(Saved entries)
------------

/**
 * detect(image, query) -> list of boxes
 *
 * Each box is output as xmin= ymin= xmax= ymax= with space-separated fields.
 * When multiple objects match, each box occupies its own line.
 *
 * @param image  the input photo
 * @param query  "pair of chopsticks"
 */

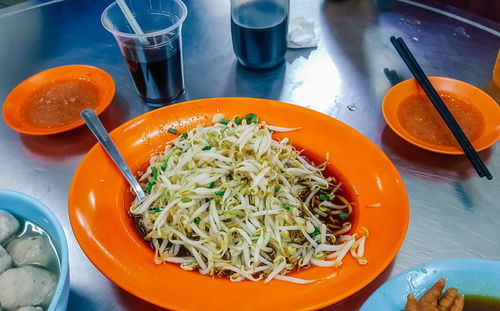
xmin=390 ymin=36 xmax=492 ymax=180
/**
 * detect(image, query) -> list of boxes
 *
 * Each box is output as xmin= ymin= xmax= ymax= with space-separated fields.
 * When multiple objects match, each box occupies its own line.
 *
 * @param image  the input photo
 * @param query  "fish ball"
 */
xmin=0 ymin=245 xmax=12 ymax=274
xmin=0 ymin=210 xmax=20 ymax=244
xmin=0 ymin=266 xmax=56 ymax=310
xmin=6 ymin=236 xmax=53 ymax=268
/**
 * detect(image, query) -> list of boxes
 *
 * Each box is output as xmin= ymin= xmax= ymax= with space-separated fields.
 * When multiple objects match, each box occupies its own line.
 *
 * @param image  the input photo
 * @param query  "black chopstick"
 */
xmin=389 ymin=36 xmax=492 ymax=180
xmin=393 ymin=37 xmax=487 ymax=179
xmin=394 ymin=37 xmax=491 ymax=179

------------

All of the records above should be written out exactly, with the pictures left out.

/**
 * detect(image, query) -> list of boxes
 *
 * Each box is output as xmin= ymin= xmax= ymax= with space-separated fields.
 * When multiple objects match, each box occupies its own line.
 *
 * @param image  the input photo
 * @param query  "pair of chopsticks"
 */

xmin=390 ymin=36 xmax=492 ymax=180
/**
 * detect(image, query) -> list of boxes
 *
 * Each box is output as xmin= ymin= xmax= ymax= with space-separated fields.
 * When multiple objects match, each box occupies its own line.
 *
 * @param image  the input photo
 * @param query  "fish ball"
 */
xmin=0 ymin=245 xmax=12 ymax=274
xmin=0 ymin=210 xmax=20 ymax=244
xmin=0 ymin=266 xmax=56 ymax=310
xmin=6 ymin=236 xmax=53 ymax=268
/**
 * detect(image, query) -> list of boxes
 *
 * Each box is output as xmin= ymin= xmax= ymax= with space-separated fields.
 * When multiple objects match, each box occupies its own line.
 *
 * @param image  the input photo
 * @param query  "black chopstick"
 */
xmin=389 ymin=36 xmax=492 ymax=180
xmin=393 ymin=37 xmax=487 ymax=179
xmin=394 ymin=37 xmax=491 ymax=179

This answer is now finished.